Required work ▸ All of the records listed below should be retyped exactly.

(Pointing dataset excerpts)
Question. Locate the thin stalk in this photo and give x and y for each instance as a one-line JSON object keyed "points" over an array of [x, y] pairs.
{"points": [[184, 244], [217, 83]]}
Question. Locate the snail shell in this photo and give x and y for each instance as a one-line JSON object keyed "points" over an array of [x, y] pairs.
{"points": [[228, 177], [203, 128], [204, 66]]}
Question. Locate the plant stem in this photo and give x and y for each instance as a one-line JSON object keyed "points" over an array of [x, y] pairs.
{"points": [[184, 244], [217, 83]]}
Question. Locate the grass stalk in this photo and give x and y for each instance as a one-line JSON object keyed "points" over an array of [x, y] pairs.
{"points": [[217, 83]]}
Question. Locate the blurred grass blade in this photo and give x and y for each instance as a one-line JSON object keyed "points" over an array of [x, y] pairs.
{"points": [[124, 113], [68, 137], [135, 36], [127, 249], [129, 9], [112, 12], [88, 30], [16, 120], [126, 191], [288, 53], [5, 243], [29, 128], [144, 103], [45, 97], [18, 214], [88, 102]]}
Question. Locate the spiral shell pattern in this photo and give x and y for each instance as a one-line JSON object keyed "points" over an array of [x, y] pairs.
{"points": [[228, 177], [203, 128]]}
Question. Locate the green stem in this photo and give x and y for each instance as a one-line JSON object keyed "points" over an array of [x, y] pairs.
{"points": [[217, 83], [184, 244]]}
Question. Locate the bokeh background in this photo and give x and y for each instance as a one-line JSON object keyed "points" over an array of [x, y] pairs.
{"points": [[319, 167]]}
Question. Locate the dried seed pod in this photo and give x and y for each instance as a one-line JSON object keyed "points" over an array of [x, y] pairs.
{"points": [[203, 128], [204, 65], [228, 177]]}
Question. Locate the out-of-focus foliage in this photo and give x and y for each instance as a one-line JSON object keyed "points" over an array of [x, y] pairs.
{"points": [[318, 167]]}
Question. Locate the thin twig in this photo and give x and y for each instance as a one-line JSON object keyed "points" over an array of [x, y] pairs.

Correct output ▸
Question. Locate the thin stalk in this photo and give x and y for each instance as a one-line JSON object keyed "points" over an array of [x, y] pairs.
{"points": [[184, 244], [217, 83]]}
Question. Locate the snail shell in this photo and give x and y for each instance as a one-line JSON object keyed "points" over an array of [x, y] pairs.
{"points": [[228, 177], [203, 128], [204, 66]]}
Question. Locate the plant stem in this photo and give x and y for each instance as a one-line JSON object keyed "points" over an array of [x, y] pairs.
{"points": [[184, 244], [217, 83]]}
Question. Locate the grass stalk in this photo and give x and y for each instance as a one-line JSON object keyed "points" over an array of [x, y] pairs.
{"points": [[217, 83]]}
Question. Locate the blurred grass blade in this photo and give x and y for each instance as a one-line JSON object keyed "points" over an array of [x, y] pairs.
{"points": [[124, 113], [68, 137], [135, 36], [127, 249], [129, 9], [112, 12], [88, 30], [16, 120], [126, 191], [288, 53], [5, 243], [29, 128], [144, 103], [45, 97], [18, 214], [88, 102]]}
Question. Locate the spiral shell pattern in this photo and give x and y for each instance as a one-line JSON object keyed "points" over an array of [x, y] pairs.
{"points": [[228, 177], [203, 128]]}
Question. Locate the green stem in this photo and give x and y for each instance as a one-line JSON object keyed "points" over an array of [x, y] pairs.
{"points": [[217, 83], [184, 244]]}
Question. Locate the bokeh background in this photo and give x and y for each instance as a one-line JSON object keyed "points" over an array of [x, y] pairs.
{"points": [[319, 167]]}
Question. Locate the dried seed pod in this photo and give x and y for each instance as a one-line JSON object keyed "points" over an array of [x, y] pairs.
{"points": [[203, 128], [204, 65], [228, 177]]}
Question. Locate the out-of-focus foliage in this photo and give x and y for each instance as a one-line JSON object keyed "points" over an array of [x, y] pairs.
{"points": [[318, 167]]}
Question. Locate the thin twig in this photo and give x and y for each instance as a one-line JSON object keyed "points" over an array of [x, y] pairs.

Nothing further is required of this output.